◆ **GIVEN REQUEST**
Set out the items below as a numbered list, dropping any blank lines.

+++ SUPPLIED RECORDS +++

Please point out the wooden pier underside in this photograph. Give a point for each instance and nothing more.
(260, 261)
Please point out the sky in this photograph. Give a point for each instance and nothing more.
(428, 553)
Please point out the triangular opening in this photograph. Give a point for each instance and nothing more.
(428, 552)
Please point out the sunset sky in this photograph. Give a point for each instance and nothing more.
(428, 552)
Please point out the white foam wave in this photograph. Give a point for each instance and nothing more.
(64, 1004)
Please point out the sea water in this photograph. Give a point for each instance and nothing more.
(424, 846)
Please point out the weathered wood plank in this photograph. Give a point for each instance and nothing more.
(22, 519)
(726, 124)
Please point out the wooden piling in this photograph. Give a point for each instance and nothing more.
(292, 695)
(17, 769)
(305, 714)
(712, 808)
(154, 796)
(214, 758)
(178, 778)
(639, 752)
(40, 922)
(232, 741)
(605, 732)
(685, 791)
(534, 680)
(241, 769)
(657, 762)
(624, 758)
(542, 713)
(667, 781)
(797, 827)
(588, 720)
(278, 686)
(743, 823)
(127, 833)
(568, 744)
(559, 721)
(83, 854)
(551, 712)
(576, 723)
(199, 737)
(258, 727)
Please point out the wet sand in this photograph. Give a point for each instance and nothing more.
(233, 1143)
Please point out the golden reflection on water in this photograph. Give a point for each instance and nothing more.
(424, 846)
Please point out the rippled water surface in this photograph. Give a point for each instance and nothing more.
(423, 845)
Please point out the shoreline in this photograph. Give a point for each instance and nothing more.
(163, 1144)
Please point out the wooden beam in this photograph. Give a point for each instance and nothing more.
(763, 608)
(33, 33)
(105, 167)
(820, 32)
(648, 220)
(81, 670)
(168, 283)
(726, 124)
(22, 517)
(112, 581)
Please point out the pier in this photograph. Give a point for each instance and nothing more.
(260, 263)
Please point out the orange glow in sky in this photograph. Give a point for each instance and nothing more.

+++

◆ **EXERCISE OUTPUT**
1. Please point out the wooden pier underside in this photograph. Give a point for each instance and nothing more.
2. (260, 261)
3. Please point out the sky in this photograph. Give a point for each instance and nothing more.
4. (428, 553)
5. Please point out the triangular opening in this photograph. Give a point for each instance and nothing more.
6. (428, 552)
7. Please point out the sunset sky in this photograph. Give a point for each instance and nothing more.
8. (428, 552)
9. Please point out the white foam wave in this photograph. Give a point for each instance and nothing more.
10. (64, 1004)
11. Please point out the sea water in this photograph. Give a point for each instance and nothing more.
12. (424, 846)
13. Please point out the weathered wood plank in this photograph. Give a point for each instance and nothing more.
14. (22, 519)
15. (726, 124)
16. Please point out the wooden piling in this photograph. Give a point for each instance and nothing more.
17. (292, 695)
18. (17, 769)
19. (305, 714)
20. (712, 808)
21. (154, 796)
22. (214, 758)
23. (178, 778)
24. (639, 752)
25. (40, 922)
26. (232, 741)
27. (605, 732)
28. (685, 791)
29. (534, 680)
30. (241, 769)
31. (657, 762)
32. (624, 758)
33. (542, 713)
34. (667, 781)
35. (797, 827)
36. (588, 720)
37. (278, 686)
38. (743, 823)
39. (127, 833)
40. (568, 744)
41. (559, 721)
42. (83, 854)
43. (551, 712)
44. (576, 723)
45. (199, 737)
46. (258, 727)
47. Please point out the wet sand in this photograph. Give a point for each instance and nothing more.
48. (233, 1143)
49. Please point out the golden reflection on water in this photograph. Give a point for each instance and nothing more.
50. (424, 846)
51. Please point out the rippled water surface in this photograph. Give a point for each instance and nothing more.
52. (423, 845)
53. Please point out the shoreline in this photograph. Give a point for each instance and nothing more.
54. (163, 1144)
55. Please point out the wooden beam in this photograph. Give a point for each instance and nothing more.
56. (763, 608)
57. (33, 33)
58. (105, 167)
59. (820, 32)
60. (648, 220)
61. (81, 670)
62. (168, 283)
63. (726, 124)
64. (22, 517)
65. (112, 581)
66. Please point out the pier in this photograph. Give a point for each instance and nothing more.
67. (260, 263)
68. Please point out the orange glow in sky in this photograph. Give a point for each instance and nothing more.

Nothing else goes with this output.